__EXERCISE__
Restate the entries below verbatim.

__INPUT MATERIAL__
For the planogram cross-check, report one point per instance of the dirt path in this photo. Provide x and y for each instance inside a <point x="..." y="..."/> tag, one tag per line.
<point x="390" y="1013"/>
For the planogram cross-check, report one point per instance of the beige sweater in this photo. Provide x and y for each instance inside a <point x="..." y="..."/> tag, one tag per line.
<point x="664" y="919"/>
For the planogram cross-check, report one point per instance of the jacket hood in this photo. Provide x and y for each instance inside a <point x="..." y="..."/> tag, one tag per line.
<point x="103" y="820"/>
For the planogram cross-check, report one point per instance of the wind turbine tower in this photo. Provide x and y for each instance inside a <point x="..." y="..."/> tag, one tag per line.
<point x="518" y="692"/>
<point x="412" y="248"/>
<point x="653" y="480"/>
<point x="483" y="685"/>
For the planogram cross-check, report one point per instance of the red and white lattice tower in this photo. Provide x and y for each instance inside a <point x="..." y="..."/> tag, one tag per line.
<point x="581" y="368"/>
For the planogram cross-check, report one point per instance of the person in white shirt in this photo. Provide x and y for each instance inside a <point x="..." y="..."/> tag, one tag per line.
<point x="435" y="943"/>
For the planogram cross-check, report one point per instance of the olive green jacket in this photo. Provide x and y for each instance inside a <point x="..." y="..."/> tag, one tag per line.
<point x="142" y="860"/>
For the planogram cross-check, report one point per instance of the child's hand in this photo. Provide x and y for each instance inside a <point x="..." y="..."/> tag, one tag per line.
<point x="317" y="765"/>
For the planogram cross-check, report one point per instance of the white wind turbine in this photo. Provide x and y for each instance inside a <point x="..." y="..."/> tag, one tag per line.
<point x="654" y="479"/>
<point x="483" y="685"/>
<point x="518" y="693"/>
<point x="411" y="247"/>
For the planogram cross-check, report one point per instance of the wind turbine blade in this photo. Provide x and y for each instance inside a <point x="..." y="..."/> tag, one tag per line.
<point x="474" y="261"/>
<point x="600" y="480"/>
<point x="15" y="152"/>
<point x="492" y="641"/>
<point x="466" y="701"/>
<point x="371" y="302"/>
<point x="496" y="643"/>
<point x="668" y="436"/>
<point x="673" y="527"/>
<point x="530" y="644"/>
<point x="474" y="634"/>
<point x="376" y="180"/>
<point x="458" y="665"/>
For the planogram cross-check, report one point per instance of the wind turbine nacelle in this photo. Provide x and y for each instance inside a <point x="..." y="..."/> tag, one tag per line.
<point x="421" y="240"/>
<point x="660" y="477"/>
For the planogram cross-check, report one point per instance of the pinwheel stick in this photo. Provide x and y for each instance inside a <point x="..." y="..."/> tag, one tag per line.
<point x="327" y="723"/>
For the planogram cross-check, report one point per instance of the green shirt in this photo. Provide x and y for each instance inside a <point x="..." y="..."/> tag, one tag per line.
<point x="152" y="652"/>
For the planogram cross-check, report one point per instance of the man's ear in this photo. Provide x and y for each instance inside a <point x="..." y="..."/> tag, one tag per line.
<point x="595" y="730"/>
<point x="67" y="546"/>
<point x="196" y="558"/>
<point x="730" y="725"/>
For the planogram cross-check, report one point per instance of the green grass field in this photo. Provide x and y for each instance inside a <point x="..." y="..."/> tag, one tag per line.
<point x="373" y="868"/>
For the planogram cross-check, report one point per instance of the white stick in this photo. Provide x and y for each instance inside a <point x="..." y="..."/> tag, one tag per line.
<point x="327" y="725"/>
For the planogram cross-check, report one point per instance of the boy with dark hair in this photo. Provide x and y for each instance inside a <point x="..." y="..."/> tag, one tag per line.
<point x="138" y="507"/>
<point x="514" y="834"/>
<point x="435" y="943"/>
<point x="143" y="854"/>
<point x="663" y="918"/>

__RESPONSE__
For the planogram cross-check, report one point per instance of the dirt path in this photo. Provide x and y for each instance inside a <point x="..." y="..."/> tag, one tag per line.
<point x="390" y="1013"/>
For the planogram cross-check, report one point per instance of the beige sweater in this photo. Provide x and y for each instance inside a <point x="..." y="..."/> tag, one tag per line.
<point x="664" y="919"/>
For the planogram cross-check, report one point per instance of the jacket hood in this photo. Provide x and y for each instance inside a <point x="..." y="..."/> tag, one tag per line.
<point x="103" y="820"/>
For the planogram cross-check, report one point per instance of the wind turbine tower in this photo. Provide x and y for each instance inside a <point x="..." y="..."/> tag, one tag per line.
<point x="518" y="692"/>
<point x="412" y="248"/>
<point x="653" y="480"/>
<point x="483" y="685"/>
For the planogram cross-check, report one point per instance of the red and white lattice tower in this photo. Provide x and y for each instance inside a <point x="..." y="..."/> tag, one tag per line.
<point x="581" y="368"/>
For the planogram cross-check, report one point per instance of the person in white shirt in this photo. Provide x and y for each instance inside a <point x="..." y="..."/> tag, one tag per line.
<point x="435" y="943"/>
For the planogram cross-check, report one point per instance of the olive green jacket in this photo. Provide x and y for each instance inside a <point x="..." y="..."/> tag, one tag per line.
<point x="142" y="860"/>
For the planogram cross-check, report one point per instance of the child's hand in this photo. Provide x and y for each instance inside a <point x="..." y="..."/> tag, one tag per line.
<point x="317" y="765"/>
For the planogram cross-check, report one point per instance of the white wind turbine in this photo. Provide x and y for each instance inside a <point x="..." y="..."/> tag, one tag per line.
<point x="654" y="479"/>
<point x="483" y="685"/>
<point x="518" y="693"/>
<point x="411" y="247"/>
For the planogram cross-check, report one point per instance of the wind turbine blade in this photo. Provide x and y for each instance inside a <point x="..." y="..."/> tag, one tag per line.
<point x="474" y="261"/>
<point x="600" y="480"/>
<point x="15" y="152"/>
<point x="492" y="641"/>
<point x="466" y="701"/>
<point x="371" y="302"/>
<point x="496" y="643"/>
<point x="668" y="436"/>
<point x="673" y="527"/>
<point x="530" y="644"/>
<point x="474" y="634"/>
<point x="376" y="180"/>
<point x="458" y="665"/>
For the planogram cross-check, report one point per instance of the wind turbine nacelle in this photo. Provide x and y for each instance inside a <point x="..." y="..."/> tag, one tag per line.
<point x="421" y="240"/>
<point x="660" y="477"/>
For the planogram cross-check, report one point per instance of the pinwheel stick in this photo. Provide x and y for each instance inside a <point x="..." y="..."/> tag, one tag per line.
<point x="327" y="723"/>
For the planogram cross-check, report one point per instance of the green shirt in this photo. Provide x and y for each instance inside a <point x="..." y="..."/> tag, one tag per line.
<point x="152" y="652"/>
For the planogram cross-check, report one point per instance of the man's ear in this photo. Provide x and y for each instance inside a <point x="..." y="..."/> tag, one tag per line.
<point x="595" y="730"/>
<point x="67" y="546"/>
<point x="196" y="558"/>
<point x="730" y="725"/>
For the planogram cross-check, report one point per instance of the green grass field in this photo. Provide x and y for each instance inside a <point x="..." y="..."/> tag, one tag per line.
<point x="373" y="868"/>
For the planogram cross-check, report one point per instance of the white stick in this photo. Provide x and y for each instance inside a <point x="..." y="..."/> tag, one tag per line.
<point x="327" y="725"/>
For the planogram cross-check, report one point per instance of the boy with dark hair in this photo. Provide x and y for each instance inside a <point x="..." y="..."/> tag, one tag per line.
<point x="138" y="507"/>
<point x="514" y="834"/>
<point x="435" y="943"/>
<point x="143" y="854"/>
<point x="663" y="918"/>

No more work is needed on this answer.